Request: Name every kind of DML statement listed in the passage on batch writing below.

Source extract:
───

Normal database access consists of sending each DML (insert, update, delete) statement to the database in a separate database/network access. Each database access has a certain amount of overhead to it, and the database must process each statement independently. Batch writing has two forms, dynamic and parametrized. Parametrized is the most common, and normally provides the best benefit, as dynamic can have parsing issues.

To understand batch writing, you must first understand parametrized SQL. SQL execution is composed of two parts, the parse and the execute. The parse consists of turning the string SQL representation to the database representation. The execute consists of executing the parsed SQL on the database. Databases and JDBC support bind parameters, so the the arguments to the SQL (the data) does not have to be embedded in the SQL. This avoids the cost of converting the data into text, and allows for the same SQL statement to be reused, with multiple executions. This allows for a single parse and multiple executes, aka "parametrized SQL". Most JDBC DataSource implementations and JPA providers support parametrized SQL and statement caching, this effectively avoids ever having a parse in a running application.

Example dynamic SQL

INSERT INTO EMPLOYEE (ID, NAME) VALUES (34567, "Bob Smith")

Example parametrized SQL

INSERT INTO EMPLOYEE (ID, NAME) VALUES (?, ?)

Parametrized batch writing involves executing a single DML statement, but with a set of bind parameters for multiple homogenous statements, instead of bind parameters for a single statement. This effectively allows for a large batch of homogenous inserts, updates, or deletes, to be processed by the database and network as a single operation, instead of n operations. The database only needs to perform the minimal amount of work, as there is only a single statement, so at most only a single parse. It is also compatible with statement caching, so no statement parsing needs to occur at all. The limitation is that all of the statement's SQL must be identical. So, it works really good for say inserting 1,000 Orders, as the insert SQL is the same for each Order, only the bind parameters differ. But it does not help for inserting 1 Order, or for inserting 1 Order, 1 OrderLine, and 1 Customer. Also, all of the statements must be part of the same database transaction.

───

Data section:
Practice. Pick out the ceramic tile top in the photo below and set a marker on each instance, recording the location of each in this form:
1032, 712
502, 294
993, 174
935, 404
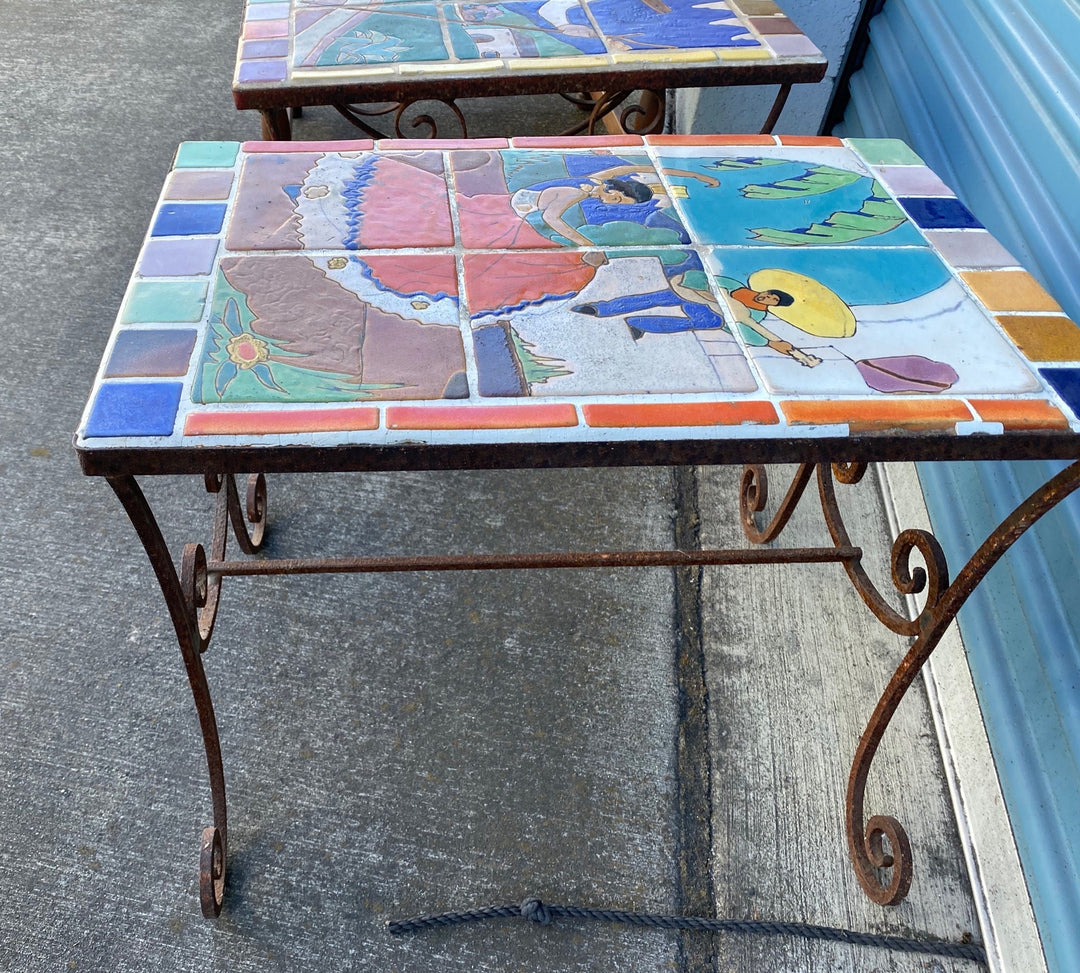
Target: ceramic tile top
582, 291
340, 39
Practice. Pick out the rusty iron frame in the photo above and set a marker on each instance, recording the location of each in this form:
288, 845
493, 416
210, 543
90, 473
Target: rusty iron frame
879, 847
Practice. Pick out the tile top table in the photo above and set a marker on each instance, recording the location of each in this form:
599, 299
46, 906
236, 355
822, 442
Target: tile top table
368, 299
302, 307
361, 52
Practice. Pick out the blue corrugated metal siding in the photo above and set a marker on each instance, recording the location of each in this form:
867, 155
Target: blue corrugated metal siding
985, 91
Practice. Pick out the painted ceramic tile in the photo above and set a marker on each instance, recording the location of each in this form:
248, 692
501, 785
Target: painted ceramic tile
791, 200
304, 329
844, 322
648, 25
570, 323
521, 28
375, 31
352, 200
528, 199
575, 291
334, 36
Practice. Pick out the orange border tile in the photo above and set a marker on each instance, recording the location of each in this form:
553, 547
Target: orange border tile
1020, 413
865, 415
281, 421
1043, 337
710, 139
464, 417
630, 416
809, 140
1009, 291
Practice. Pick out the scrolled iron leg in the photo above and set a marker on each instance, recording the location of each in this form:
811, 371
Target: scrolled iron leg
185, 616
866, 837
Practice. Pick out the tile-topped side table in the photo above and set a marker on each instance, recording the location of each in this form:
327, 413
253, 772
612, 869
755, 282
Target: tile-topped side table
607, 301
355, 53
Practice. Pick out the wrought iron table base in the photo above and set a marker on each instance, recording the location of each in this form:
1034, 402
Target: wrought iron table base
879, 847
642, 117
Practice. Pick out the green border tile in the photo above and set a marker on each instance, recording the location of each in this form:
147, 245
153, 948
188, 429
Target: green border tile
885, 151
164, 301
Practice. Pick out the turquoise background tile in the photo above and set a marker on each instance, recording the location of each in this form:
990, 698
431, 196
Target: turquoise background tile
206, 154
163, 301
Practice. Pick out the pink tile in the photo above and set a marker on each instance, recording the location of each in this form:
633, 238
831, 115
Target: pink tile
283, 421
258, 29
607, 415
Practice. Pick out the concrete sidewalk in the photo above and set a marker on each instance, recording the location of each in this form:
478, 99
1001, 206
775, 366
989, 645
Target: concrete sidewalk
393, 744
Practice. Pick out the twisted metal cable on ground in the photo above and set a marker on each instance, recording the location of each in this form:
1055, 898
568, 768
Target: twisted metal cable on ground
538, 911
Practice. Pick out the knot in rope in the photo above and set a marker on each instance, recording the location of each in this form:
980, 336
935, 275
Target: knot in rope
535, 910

───

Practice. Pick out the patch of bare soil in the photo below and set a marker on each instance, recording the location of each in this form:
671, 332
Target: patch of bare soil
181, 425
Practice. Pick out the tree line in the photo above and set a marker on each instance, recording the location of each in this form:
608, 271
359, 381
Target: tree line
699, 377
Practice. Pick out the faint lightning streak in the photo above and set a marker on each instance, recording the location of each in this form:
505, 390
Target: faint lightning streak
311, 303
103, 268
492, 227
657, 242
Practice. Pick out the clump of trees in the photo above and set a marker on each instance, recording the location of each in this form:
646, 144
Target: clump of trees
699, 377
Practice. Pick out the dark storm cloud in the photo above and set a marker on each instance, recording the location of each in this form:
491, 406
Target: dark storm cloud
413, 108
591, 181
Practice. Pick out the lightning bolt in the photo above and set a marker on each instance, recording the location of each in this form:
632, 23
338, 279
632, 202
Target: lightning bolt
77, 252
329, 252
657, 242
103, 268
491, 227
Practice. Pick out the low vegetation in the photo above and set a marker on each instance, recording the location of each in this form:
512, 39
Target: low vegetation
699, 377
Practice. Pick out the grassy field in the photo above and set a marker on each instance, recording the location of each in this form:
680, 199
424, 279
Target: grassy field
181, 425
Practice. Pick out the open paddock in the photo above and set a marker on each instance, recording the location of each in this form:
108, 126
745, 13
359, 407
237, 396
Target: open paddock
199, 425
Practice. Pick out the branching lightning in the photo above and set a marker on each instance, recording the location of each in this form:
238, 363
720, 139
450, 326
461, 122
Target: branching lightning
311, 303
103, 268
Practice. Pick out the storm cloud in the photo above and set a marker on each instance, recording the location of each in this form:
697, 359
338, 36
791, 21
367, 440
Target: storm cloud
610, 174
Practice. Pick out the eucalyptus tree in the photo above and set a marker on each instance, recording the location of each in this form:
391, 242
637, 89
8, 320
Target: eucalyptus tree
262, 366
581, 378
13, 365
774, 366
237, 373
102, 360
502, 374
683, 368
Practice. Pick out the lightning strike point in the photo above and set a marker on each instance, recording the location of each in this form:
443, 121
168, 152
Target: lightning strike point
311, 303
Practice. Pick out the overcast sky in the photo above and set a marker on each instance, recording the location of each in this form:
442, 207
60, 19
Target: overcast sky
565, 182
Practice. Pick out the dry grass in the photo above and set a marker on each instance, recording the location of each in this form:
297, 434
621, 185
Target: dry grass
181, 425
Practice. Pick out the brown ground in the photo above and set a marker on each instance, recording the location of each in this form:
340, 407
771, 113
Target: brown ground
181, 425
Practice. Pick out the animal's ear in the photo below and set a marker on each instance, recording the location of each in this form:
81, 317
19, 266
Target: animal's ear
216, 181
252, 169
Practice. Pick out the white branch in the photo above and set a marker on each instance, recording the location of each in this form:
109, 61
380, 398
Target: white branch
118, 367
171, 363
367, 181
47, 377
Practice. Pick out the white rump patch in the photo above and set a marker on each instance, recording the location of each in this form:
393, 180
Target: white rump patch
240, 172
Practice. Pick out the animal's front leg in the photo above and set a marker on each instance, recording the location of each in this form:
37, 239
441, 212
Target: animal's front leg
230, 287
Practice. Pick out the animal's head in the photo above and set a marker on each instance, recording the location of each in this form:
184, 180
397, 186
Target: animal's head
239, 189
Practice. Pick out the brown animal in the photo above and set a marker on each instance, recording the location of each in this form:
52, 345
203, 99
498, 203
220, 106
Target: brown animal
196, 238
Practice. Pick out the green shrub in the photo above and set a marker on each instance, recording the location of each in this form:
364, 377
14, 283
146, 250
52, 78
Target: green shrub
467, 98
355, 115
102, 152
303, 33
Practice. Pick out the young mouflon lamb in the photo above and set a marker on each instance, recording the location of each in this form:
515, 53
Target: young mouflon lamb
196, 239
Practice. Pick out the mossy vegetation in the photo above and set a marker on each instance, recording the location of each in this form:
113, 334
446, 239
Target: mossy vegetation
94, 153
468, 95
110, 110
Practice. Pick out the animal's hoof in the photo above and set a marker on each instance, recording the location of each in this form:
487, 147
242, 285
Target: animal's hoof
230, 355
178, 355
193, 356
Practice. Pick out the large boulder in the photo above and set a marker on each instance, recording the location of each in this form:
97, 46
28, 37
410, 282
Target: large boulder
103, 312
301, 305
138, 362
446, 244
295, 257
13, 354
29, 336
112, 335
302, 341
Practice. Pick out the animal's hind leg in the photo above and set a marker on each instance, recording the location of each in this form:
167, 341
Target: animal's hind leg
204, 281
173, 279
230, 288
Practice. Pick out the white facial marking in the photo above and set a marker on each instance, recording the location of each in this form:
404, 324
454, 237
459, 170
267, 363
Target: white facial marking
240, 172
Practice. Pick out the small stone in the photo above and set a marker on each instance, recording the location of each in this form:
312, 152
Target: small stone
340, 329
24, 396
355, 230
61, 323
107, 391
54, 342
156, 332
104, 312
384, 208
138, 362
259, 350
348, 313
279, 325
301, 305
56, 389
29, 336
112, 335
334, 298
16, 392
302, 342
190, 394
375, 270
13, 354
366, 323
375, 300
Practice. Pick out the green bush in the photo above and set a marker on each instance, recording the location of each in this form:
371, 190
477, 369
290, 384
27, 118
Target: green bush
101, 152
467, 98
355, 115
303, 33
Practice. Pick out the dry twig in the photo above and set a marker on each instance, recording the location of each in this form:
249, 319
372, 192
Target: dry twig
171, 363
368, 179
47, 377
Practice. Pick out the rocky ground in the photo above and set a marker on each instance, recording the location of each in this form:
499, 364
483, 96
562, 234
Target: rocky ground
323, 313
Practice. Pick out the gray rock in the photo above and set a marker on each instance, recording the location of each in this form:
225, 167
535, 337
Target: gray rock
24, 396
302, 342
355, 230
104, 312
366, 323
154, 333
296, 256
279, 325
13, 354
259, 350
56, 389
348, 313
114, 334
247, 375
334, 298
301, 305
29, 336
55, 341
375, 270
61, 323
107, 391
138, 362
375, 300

───

Finished task: insert, update, delete